-- ABOUT THIS TASK --
Where does the string "grass" appear in the records? Copy each line that holds it.

(Stored items from a collection)
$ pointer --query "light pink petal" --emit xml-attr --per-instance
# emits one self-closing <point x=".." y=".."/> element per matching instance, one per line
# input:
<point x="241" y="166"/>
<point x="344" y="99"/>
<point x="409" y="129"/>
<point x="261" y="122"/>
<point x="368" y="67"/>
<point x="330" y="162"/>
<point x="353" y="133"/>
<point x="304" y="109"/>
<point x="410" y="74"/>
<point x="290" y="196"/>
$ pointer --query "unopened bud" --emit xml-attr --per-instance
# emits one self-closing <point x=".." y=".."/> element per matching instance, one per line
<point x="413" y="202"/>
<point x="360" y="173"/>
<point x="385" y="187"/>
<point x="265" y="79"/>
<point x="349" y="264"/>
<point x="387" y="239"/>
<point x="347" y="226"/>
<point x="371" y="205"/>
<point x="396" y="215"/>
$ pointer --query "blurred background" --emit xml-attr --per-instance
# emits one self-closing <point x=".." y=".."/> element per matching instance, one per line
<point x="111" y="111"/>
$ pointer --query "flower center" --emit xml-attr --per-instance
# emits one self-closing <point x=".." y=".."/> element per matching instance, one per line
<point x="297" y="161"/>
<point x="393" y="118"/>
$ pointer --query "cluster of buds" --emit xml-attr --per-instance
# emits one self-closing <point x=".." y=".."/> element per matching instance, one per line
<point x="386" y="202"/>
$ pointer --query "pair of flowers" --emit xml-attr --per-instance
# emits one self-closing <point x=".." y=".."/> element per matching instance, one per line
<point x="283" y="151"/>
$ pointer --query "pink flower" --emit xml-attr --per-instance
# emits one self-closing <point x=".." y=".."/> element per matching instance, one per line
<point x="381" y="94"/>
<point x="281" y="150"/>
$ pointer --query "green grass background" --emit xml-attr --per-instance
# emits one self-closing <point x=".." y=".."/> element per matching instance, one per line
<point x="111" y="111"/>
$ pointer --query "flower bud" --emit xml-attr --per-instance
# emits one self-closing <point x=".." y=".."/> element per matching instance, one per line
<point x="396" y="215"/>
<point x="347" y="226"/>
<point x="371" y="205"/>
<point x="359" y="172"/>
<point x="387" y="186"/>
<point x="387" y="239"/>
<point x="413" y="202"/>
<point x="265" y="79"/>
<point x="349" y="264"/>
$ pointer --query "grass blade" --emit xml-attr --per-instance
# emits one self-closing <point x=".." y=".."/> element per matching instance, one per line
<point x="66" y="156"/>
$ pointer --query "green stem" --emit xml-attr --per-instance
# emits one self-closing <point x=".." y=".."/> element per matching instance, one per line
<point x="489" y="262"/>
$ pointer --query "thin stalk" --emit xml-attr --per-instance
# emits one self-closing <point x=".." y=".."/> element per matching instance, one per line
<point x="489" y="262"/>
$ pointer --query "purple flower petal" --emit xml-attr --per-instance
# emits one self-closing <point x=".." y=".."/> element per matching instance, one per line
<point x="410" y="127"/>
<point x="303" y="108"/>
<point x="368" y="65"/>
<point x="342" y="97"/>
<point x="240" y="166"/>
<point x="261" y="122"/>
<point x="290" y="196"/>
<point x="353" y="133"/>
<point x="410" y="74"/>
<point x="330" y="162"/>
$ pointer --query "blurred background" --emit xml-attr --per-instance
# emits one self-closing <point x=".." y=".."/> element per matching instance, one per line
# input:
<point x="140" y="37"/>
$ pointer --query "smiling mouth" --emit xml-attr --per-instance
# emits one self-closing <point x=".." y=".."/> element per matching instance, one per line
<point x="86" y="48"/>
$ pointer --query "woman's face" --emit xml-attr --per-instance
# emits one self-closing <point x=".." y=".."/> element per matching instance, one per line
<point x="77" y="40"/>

-- SOLUTION FOR THIS EXERCISE --
$ pointer --query "green grass background" --emit xml-attr --per-instance
$ pointer --query "grass blade" --emit xml-attr --per-instance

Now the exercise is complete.